Stated task ▸
Could you pull out, word for word, the stretch of the entries below from the line containing "bumper shown in this photo, matching this sample?" through the line containing "point(304, 177)", including both of those lines?

Provided records ▸

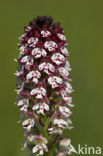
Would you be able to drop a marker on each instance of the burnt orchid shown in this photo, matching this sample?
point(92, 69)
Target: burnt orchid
point(43, 88)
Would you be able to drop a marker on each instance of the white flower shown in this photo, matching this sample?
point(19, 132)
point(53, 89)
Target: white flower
point(55, 130)
point(66, 144)
point(46, 67)
point(58, 58)
point(23, 104)
point(35, 75)
point(54, 81)
point(65, 96)
point(65, 111)
point(37, 52)
point(63, 72)
point(21, 37)
point(61, 123)
point(28, 28)
point(62, 37)
point(68, 88)
point(18, 73)
point(41, 148)
point(27, 124)
point(65, 51)
point(50, 45)
point(23, 49)
point(67, 66)
point(39, 91)
point(45, 33)
point(28, 61)
point(41, 107)
point(32, 42)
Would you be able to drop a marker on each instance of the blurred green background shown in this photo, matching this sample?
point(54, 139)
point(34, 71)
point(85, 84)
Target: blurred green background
point(82, 21)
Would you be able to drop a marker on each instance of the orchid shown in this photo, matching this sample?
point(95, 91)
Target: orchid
point(43, 88)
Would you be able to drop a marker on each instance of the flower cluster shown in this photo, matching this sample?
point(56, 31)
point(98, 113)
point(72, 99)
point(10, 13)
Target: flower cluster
point(43, 87)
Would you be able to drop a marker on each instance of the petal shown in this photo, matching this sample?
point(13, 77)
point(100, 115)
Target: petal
point(42, 65)
point(35, 107)
point(51, 67)
point(65, 51)
point(45, 147)
point(46, 107)
point(35, 51)
point(30, 75)
point(43, 90)
point(25, 59)
point(33, 92)
point(43, 52)
point(62, 37)
point(38, 73)
point(31, 40)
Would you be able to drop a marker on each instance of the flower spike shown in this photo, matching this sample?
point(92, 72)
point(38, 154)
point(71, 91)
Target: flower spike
point(43, 88)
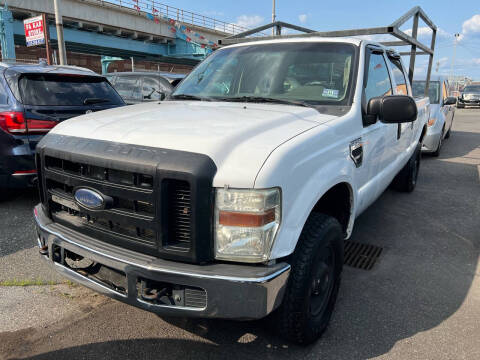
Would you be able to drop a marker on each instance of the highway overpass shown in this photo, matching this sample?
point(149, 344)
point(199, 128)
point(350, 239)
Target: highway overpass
point(127, 28)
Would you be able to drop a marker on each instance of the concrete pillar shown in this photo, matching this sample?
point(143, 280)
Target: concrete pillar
point(6, 34)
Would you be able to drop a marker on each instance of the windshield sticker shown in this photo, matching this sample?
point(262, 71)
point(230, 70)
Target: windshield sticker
point(330, 93)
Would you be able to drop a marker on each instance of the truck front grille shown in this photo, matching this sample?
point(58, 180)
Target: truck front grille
point(156, 201)
point(129, 221)
point(179, 215)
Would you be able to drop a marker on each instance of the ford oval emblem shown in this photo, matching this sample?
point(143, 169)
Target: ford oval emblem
point(89, 199)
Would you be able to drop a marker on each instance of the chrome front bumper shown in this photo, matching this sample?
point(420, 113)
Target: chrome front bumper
point(232, 291)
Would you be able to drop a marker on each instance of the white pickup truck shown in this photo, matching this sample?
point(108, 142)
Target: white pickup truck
point(232, 199)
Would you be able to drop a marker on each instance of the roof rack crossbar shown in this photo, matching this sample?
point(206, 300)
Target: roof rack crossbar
point(394, 29)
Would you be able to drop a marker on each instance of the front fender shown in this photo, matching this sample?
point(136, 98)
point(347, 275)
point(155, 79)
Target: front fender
point(304, 177)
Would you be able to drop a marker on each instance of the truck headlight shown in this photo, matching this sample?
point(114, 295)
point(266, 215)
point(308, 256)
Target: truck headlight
point(246, 222)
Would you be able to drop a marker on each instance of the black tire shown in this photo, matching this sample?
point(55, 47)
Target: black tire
point(314, 281)
point(406, 179)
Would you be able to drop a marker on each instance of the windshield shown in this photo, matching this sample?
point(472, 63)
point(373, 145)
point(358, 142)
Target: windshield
point(313, 73)
point(418, 89)
point(472, 88)
point(66, 90)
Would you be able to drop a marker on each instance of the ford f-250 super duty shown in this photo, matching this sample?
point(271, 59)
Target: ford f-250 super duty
point(233, 198)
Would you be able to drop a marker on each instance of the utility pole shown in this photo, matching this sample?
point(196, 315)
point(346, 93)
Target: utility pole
point(61, 42)
point(47, 39)
point(274, 16)
point(453, 58)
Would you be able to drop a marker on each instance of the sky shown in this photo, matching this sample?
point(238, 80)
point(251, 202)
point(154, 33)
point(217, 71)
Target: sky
point(461, 17)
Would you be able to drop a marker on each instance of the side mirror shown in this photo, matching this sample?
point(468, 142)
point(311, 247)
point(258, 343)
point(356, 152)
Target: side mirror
point(162, 95)
point(394, 109)
point(451, 100)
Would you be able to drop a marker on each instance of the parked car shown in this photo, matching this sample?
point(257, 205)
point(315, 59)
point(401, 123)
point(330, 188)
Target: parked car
point(442, 112)
point(138, 87)
point(469, 96)
point(34, 99)
point(233, 198)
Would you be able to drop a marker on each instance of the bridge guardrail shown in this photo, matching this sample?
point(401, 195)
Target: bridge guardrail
point(160, 10)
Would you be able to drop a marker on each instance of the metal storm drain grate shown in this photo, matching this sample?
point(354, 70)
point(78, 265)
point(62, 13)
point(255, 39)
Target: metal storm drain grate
point(361, 256)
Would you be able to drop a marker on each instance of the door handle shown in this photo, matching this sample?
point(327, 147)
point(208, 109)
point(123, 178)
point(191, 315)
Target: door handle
point(356, 152)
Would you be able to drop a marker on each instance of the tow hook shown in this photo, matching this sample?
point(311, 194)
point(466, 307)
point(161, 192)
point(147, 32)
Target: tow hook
point(43, 250)
point(152, 294)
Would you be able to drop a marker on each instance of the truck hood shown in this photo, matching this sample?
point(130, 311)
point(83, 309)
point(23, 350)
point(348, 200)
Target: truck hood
point(238, 137)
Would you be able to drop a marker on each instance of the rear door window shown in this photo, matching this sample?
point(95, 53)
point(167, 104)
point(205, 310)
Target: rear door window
point(66, 90)
point(378, 80)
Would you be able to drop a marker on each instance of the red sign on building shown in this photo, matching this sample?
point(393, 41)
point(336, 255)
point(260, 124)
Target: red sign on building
point(34, 31)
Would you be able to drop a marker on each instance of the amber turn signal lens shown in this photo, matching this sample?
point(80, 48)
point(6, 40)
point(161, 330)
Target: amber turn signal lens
point(230, 218)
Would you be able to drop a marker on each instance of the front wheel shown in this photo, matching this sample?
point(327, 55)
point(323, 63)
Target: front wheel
point(314, 281)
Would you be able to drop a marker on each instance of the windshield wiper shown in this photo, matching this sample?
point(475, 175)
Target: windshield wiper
point(89, 101)
point(265, 99)
point(189, 97)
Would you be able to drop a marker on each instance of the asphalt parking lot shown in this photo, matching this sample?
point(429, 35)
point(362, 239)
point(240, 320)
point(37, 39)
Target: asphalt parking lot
point(420, 301)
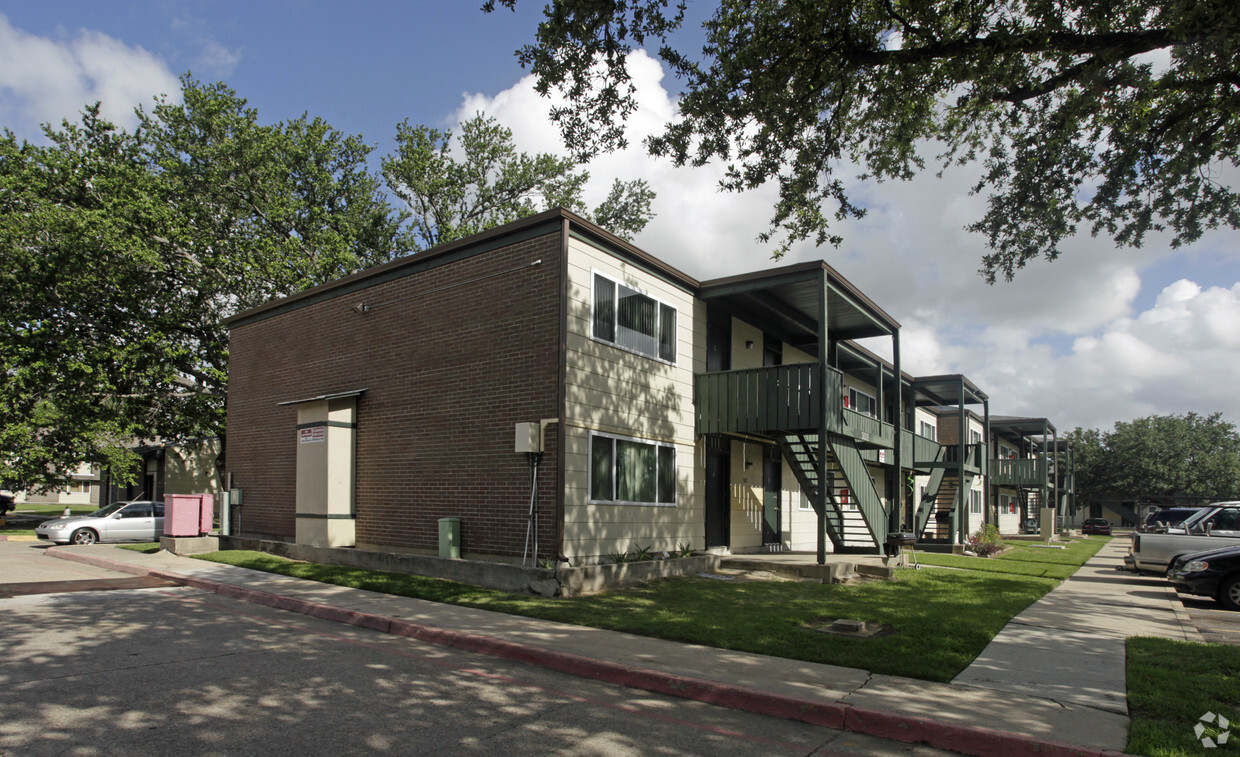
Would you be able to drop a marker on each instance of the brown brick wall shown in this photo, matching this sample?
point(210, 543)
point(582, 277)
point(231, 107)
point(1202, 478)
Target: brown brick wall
point(449, 365)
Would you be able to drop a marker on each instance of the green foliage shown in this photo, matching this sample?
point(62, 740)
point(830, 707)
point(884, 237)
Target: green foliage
point(985, 542)
point(1158, 458)
point(1063, 106)
point(494, 184)
point(1171, 685)
point(941, 619)
point(639, 554)
point(122, 253)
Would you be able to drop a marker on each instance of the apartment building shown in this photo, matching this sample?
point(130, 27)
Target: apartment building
point(557, 390)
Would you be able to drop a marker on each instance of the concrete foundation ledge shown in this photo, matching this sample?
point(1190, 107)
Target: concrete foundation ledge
point(190, 545)
point(593, 578)
point(478, 572)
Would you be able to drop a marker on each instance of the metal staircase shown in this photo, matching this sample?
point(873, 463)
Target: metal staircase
point(856, 525)
point(945, 493)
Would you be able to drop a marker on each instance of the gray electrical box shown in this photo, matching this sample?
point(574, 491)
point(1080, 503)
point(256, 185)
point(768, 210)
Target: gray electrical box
point(528, 437)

Response to the exercise ▸
Would you be able to drop a marker on each instance of the chrome front bumper shown in this photo, matching this sample?
point(420, 113)
Target: chrome front bumper
point(232, 291)
Would you be able to drop a marker on each instance of the white pickup truck shown in this photo, matching this sample?
point(108, 142)
Target: white pickup truck
point(232, 199)
Would you be able to drop a marker on each instance of the roof rack crossbar shown in this photo, matching this sample?
point(206, 300)
Target: roof rack crossbar
point(394, 29)
Would you be able to drop a marker on each instance of the front fender shown in this photo, matching this sample?
point(136, 98)
point(347, 275)
point(155, 79)
Target: front fender
point(304, 177)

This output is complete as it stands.